**DIRECTION**.
Return every line in the listing below that contains the string "Review". The match is case-sensitive.

**STORED ROWS**.
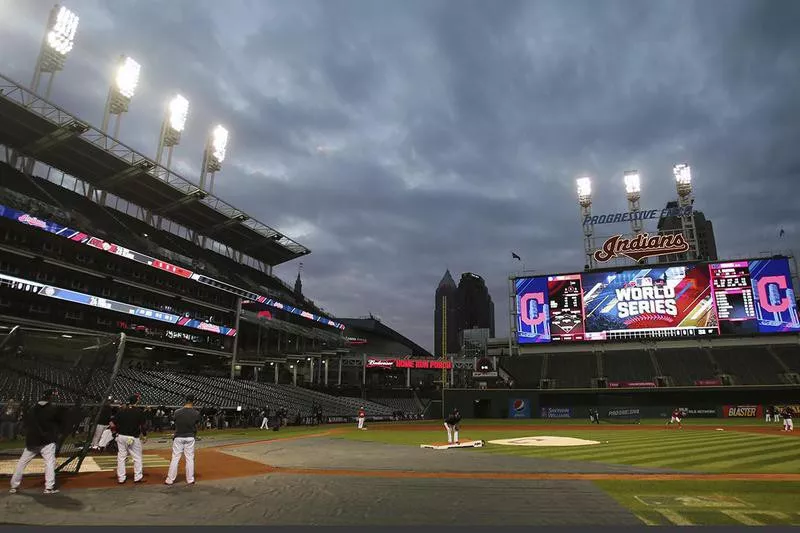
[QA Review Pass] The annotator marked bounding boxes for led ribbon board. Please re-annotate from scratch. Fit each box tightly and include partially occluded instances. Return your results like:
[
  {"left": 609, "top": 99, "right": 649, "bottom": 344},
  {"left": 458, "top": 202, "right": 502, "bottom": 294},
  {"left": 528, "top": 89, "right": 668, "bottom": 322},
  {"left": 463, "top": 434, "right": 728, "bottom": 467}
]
[
  {"left": 0, "top": 274, "right": 236, "bottom": 337},
  {"left": 0, "top": 204, "right": 344, "bottom": 330}
]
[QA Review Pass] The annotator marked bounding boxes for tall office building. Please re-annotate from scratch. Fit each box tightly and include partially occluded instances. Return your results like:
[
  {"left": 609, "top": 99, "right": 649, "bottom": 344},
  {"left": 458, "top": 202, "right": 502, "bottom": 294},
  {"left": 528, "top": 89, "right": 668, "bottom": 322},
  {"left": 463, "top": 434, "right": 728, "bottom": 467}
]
[
  {"left": 458, "top": 272, "right": 494, "bottom": 336},
  {"left": 433, "top": 270, "right": 459, "bottom": 357},
  {"left": 658, "top": 201, "right": 718, "bottom": 263}
]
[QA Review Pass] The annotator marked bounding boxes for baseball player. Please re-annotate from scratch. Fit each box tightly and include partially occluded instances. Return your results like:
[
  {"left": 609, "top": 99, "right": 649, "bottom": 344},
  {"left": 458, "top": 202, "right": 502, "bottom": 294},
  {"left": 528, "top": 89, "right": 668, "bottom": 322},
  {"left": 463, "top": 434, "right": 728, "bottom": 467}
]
[
  {"left": 9, "top": 390, "right": 61, "bottom": 494},
  {"left": 358, "top": 405, "right": 367, "bottom": 429},
  {"left": 444, "top": 409, "right": 461, "bottom": 444},
  {"left": 92, "top": 397, "right": 111, "bottom": 450},
  {"left": 783, "top": 406, "right": 794, "bottom": 431},
  {"left": 666, "top": 409, "right": 683, "bottom": 429},
  {"left": 114, "top": 396, "right": 147, "bottom": 484},
  {"left": 164, "top": 394, "right": 200, "bottom": 485}
]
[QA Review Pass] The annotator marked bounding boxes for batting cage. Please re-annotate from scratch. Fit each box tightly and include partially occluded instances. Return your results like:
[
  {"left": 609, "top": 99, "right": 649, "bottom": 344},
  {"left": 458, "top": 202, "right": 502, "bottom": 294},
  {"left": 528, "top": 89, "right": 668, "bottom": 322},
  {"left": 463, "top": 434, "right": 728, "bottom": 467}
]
[{"left": 0, "top": 325, "right": 125, "bottom": 474}]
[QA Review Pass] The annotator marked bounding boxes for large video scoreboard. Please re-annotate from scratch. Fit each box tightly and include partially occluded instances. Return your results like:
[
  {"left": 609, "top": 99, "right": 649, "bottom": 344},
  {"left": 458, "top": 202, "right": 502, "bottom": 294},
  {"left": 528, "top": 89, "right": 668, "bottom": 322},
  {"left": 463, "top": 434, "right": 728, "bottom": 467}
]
[{"left": 515, "top": 258, "right": 800, "bottom": 344}]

**SOLUTION**.
[QA Review Pass] The annotator marked bounding boxes for led ribbon board. Please re-annotate from scratch. Fit each box tightly and include partially occluded instances. Return your results like:
[QA Review Pass] The annotator marked bounding boxes for tall office building. Please re-annotate from scratch. Fit each box tightly and include partially occluded instances. Return your results like:
[QA Review Pass] The annotator marked bounding boxes for baseball player. Please re-annotate from scratch. Fit each box tightly and include partially occluded instances. Return your results like:
[QA Review Pass] The annotator marked bounding boxes for batting cage. Please re-annotate from scratch. Fit each box tightly and include partially occluded instances. Return your results like:
[QA Review Pass] The annotator marked bounding boxes for large video scoreboard. Please re-annotate from scratch. Fit each box tightly and include partially occluded instances. Return your results like:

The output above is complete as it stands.